Output all of the material beneath this line exactly as it is.

[[ Input open ]]

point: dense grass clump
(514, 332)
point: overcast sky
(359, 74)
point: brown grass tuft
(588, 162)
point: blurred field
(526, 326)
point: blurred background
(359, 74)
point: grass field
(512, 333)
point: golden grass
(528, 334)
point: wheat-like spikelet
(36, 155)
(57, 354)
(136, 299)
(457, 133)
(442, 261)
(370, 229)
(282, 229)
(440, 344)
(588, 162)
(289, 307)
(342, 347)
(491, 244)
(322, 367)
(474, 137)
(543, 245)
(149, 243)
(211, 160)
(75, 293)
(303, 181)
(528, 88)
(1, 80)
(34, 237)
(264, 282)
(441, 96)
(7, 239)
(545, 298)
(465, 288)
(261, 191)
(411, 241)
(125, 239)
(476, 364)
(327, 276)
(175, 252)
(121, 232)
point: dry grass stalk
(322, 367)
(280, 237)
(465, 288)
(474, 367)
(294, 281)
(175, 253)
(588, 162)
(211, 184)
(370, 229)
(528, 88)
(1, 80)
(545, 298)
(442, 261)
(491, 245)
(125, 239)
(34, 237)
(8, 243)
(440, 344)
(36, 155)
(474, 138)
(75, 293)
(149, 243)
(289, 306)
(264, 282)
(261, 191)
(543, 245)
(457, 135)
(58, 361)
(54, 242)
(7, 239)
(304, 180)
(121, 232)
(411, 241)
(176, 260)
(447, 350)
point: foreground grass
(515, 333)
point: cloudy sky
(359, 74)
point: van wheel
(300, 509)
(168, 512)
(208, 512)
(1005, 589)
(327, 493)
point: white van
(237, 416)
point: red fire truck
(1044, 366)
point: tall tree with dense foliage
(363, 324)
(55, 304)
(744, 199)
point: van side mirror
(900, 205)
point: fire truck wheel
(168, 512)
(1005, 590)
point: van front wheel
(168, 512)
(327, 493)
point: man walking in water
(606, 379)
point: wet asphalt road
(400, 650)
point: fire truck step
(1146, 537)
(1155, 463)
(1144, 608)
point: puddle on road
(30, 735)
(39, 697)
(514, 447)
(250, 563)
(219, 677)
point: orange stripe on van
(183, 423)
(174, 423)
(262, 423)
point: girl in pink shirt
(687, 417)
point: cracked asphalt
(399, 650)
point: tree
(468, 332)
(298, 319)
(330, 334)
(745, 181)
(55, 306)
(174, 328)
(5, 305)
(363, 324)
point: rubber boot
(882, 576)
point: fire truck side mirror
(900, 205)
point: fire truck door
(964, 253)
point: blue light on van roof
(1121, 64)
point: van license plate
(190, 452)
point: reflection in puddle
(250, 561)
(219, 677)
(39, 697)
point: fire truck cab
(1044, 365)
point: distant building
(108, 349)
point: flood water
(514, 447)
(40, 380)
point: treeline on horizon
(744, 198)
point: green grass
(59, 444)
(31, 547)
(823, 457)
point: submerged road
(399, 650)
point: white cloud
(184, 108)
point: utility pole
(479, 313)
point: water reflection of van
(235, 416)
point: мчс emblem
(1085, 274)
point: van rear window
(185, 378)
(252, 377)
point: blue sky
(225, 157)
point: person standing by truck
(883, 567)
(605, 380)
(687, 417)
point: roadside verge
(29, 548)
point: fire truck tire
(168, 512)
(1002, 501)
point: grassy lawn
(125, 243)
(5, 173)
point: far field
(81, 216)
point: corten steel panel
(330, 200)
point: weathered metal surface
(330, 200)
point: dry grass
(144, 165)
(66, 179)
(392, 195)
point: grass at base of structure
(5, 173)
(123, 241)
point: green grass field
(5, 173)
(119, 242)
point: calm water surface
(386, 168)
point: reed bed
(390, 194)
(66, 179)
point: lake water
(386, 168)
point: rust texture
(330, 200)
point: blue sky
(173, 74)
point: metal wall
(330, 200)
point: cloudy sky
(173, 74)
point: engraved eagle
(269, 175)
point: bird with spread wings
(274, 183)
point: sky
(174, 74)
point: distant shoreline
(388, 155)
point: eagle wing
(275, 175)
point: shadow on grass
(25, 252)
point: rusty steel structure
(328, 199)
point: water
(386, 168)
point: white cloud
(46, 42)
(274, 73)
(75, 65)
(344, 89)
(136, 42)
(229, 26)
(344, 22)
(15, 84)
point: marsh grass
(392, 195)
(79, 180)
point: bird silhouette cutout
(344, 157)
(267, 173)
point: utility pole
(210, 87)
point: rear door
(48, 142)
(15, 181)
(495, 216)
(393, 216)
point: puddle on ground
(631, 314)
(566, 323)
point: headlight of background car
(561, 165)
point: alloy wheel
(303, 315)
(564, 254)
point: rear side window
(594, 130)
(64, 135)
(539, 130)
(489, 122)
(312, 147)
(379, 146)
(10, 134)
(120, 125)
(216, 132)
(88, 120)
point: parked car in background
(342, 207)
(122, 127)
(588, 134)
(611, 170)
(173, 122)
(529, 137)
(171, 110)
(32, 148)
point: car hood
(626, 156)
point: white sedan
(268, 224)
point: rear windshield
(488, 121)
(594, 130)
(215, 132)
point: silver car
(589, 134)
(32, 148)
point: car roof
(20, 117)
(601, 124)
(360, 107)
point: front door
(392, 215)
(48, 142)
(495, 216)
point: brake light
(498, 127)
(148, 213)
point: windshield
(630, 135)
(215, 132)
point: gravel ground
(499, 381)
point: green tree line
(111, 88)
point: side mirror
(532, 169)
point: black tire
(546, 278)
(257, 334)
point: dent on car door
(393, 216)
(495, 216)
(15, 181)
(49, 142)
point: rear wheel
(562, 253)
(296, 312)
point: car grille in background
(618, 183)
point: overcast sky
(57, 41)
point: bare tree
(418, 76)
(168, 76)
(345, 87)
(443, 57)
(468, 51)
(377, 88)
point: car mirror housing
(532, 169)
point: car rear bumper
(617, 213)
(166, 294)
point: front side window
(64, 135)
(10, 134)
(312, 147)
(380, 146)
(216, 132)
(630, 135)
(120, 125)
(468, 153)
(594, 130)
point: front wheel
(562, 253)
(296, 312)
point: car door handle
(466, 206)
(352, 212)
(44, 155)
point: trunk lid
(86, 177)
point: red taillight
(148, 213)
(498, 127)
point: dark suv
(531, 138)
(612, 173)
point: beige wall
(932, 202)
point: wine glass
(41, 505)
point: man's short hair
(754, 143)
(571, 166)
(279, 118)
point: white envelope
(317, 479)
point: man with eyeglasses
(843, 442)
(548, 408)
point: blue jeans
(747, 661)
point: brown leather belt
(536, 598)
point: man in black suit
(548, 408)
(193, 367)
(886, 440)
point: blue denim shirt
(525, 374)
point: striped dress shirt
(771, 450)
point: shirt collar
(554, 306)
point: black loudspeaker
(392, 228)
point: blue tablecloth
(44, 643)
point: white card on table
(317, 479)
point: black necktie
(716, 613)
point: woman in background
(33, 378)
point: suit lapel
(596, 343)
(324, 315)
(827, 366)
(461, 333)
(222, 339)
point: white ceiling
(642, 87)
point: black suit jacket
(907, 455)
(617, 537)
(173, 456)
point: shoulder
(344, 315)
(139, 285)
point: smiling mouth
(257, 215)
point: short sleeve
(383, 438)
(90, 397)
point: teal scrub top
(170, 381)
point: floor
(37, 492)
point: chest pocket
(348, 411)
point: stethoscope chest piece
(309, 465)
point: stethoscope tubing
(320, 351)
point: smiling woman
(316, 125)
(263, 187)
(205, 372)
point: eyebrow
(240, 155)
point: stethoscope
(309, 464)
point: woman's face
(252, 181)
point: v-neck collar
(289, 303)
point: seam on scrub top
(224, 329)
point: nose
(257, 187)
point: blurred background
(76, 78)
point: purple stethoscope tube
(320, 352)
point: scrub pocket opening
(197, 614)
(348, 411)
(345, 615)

[[ Input closed ]]

▶ [Answer below]
point: dense grass clump
(514, 332)
point: overcast sky
(359, 74)
point: brown grass tuft
(588, 162)
point: blurred field
(526, 326)
point: blurred background
(359, 74)
point: grass field
(512, 333)
point: golden grass
(528, 334)
point: wheat-like spikelet
(36, 155)
(57, 354)
(136, 299)
(457, 133)
(442, 261)
(370, 229)
(282, 229)
(440, 344)
(588, 162)
(289, 307)
(342, 347)
(491, 244)
(322, 367)
(474, 137)
(543, 245)
(149, 243)
(211, 160)
(75, 293)
(303, 181)
(528, 88)
(1, 80)
(34, 237)
(264, 282)
(441, 96)
(7, 239)
(545, 298)
(465, 288)
(261, 191)
(411, 241)
(125, 239)
(476, 364)
(327, 276)
(175, 252)
(121, 232)
point: dry grass stalk
(322, 367)
(280, 237)
(465, 288)
(474, 367)
(294, 281)
(175, 253)
(588, 162)
(211, 184)
(370, 229)
(528, 88)
(1, 80)
(545, 298)
(442, 261)
(491, 245)
(125, 239)
(34, 237)
(8, 243)
(440, 344)
(36, 155)
(474, 138)
(75, 293)
(149, 243)
(289, 306)
(264, 282)
(261, 191)
(543, 245)
(457, 135)
(58, 361)
(54, 242)
(7, 239)
(304, 180)
(121, 232)
(411, 241)
(176, 260)
(447, 350)
point: foreground grass
(515, 333)
point: cloudy sky
(359, 74)
point: van wheel
(300, 509)
(168, 512)
(208, 512)
(1005, 589)
(327, 493)
point: white van
(237, 416)
point: red fire truck
(1044, 366)
point: tall tree with dense foliage
(363, 324)
(55, 304)
(744, 199)
point: van side mirror
(900, 205)
point: fire truck wheel
(168, 512)
(1005, 590)
point: van front wheel
(168, 512)
(327, 493)
point: man walking in water
(606, 379)
point: wet asphalt road
(400, 650)
point: fire truck step
(1146, 537)
(1155, 463)
(1144, 608)
point: puddle on road
(30, 735)
(39, 697)
(514, 447)
(250, 563)
(219, 677)
point: orange stripe on van
(183, 423)
(174, 423)
(262, 423)
point: girl in pink shirt
(687, 417)
point: cracked asphalt
(399, 650)
point: tree
(468, 332)
(298, 319)
(330, 334)
(745, 181)
(55, 306)
(174, 328)
(5, 305)
(363, 324)
point: rubber boot
(882, 576)
point: fire truck side mirror
(900, 205)
point: fire truck door
(964, 253)
point: blue light on van roof
(1121, 64)
point: van license plate
(190, 452)
point: reflection in puddle
(250, 561)
(219, 677)
(39, 697)
point: fire truck cab
(1044, 365)
point: distant building
(108, 349)
point: flood water
(514, 447)
(40, 380)
point: treeline on horizon
(744, 198)
point: green grass
(59, 444)
(31, 547)
(823, 457)
point: submerged road
(399, 650)
point: white cloud
(184, 108)
point: utility pole
(479, 313)
point: water reflection of van
(235, 416)
point: мчс emblem
(1085, 274)
point: van rear window
(185, 378)
(252, 377)
point: blue sky
(225, 157)
point: person standing by truck
(883, 567)
(605, 380)
(687, 417)
point: roadside verge
(29, 548)
point: fire truck tire
(168, 512)
(1002, 501)
point: grassy lawn
(125, 243)
(5, 173)
point: far field
(81, 216)
point: corten steel panel
(330, 200)
point: weathered metal surface
(330, 200)
point: dry grass
(144, 165)
(66, 179)
(392, 195)
point: grass at base of structure
(5, 173)
(123, 241)
point: green grass field
(5, 173)
(119, 242)
point: calm water surface
(386, 168)
point: reed bed
(390, 194)
(66, 179)
point: lake water
(386, 168)
point: rust texture
(330, 200)
point: blue sky
(173, 74)
point: metal wall
(330, 200)
point: cloudy sky
(173, 74)
point: engraved eagle
(269, 175)
point: bird with spread wings
(274, 183)
point: sky
(174, 74)
point: distant shoreline
(388, 155)
point: eagle wing
(275, 175)
point: shadow on grass
(25, 252)
point: rusty steel structure
(328, 199)
point: water
(386, 168)
point: white cloud
(46, 42)
(274, 73)
(75, 65)
(344, 89)
(136, 42)
(229, 26)
(344, 22)
(15, 84)
point: marsh grass
(392, 195)
(79, 180)
point: bird silhouette cutout
(344, 157)
(267, 173)
point: utility pole
(210, 87)
point: rear door
(48, 142)
(15, 181)
(495, 216)
(393, 216)
point: puddle on ground
(631, 314)
(566, 323)
point: headlight of background car
(561, 165)
point: alloy wheel
(303, 315)
(564, 254)
point: rear side window
(594, 130)
(64, 135)
(539, 130)
(489, 122)
(312, 147)
(379, 146)
(10, 134)
(120, 125)
(216, 132)
(88, 120)
point: parked car in background
(342, 207)
(122, 127)
(588, 134)
(611, 170)
(173, 122)
(529, 137)
(171, 110)
(32, 148)
point: car hood
(626, 156)
point: white sedan
(268, 224)
point: rear windshield
(488, 121)
(594, 130)
(215, 132)
point: silver car
(589, 134)
(32, 148)
point: car roof
(20, 117)
(601, 124)
(360, 107)
point: front door
(392, 215)
(48, 142)
(495, 216)
point: brake light
(498, 127)
(148, 213)
point: windshield
(630, 135)
(215, 132)
point: gravel ground
(499, 381)
point: green tree line
(111, 88)
point: side mirror
(532, 169)
point: black tire
(546, 278)
(257, 334)
point: dent on car door
(393, 216)
(495, 216)
(15, 181)
(49, 142)
point: rear wheel
(562, 253)
(296, 312)
point: car grille in background
(618, 183)
point: overcast sky
(57, 41)
point: bare tree
(418, 76)
(168, 76)
(345, 87)
(443, 57)
(468, 51)
(377, 88)
point: car mirror housing
(532, 169)
point: car rear bumper
(617, 213)
(166, 294)
point: front side window
(64, 135)
(10, 134)
(312, 147)
(380, 146)
(216, 132)
(630, 135)
(120, 125)
(468, 153)
(594, 130)
point: front wheel
(562, 253)
(296, 312)
point: car door handle
(466, 206)
(352, 212)
(44, 155)
point: trunk lid
(86, 177)
point: red taillight
(148, 213)
(498, 127)
point: dark suv
(531, 138)
(612, 173)
point: beige wall
(932, 202)
point: wine glass
(41, 505)
point: man's short hair
(754, 143)
(571, 166)
(279, 118)
point: white envelope
(317, 479)
point: man with eyeglasses
(843, 442)
(548, 408)
point: blue jeans
(747, 661)
point: brown leather belt
(536, 598)
point: man in black suit
(548, 408)
(193, 367)
(886, 440)
point: blue denim shirt
(525, 374)
point: striped dress shirt
(771, 450)
point: shirt collar
(554, 306)
point: black loudspeaker
(392, 228)
point: blue tablecloth
(44, 643)
point: white card on table
(317, 479)
point: black necktie
(716, 613)
point: woman in background
(33, 378)
point: suit lapel
(596, 343)
(324, 315)
(827, 366)
(461, 333)
(222, 339)
point: white ceiling
(642, 87)
point: black suit jacket
(907, 455)
(617, 537)
(173, 456)
point: shoulder
(344, 315)
(139, 285)
point: smiling mouth
(257, 215)
point: short sleeve
(383, 438)
(90, 397)
point: teal scrub top
(170, 381)
point: floor
(37, 492)
point: chest pocket
(348, 411)
point: stethoscope chest piece
(309, 465)
point: stethoscope tubing
(320, 351)
point: smiling woman
(316, 125)
(263, 187)
(205, 372)
point: eyebrow
(240, 155)
point: stethoscope
(309, 464)
point: woman's face
(252, 181)
point: v-neck collar
(289, 303)
point: seam on scrub top
(224, 329)
point: nose
(257, 187)
point: blurred background
(76, 78)
point: purple stethoscope tube
(320, 352)
point: scrub pocket opening
(197, 614)
(348, 411)
(345, 615)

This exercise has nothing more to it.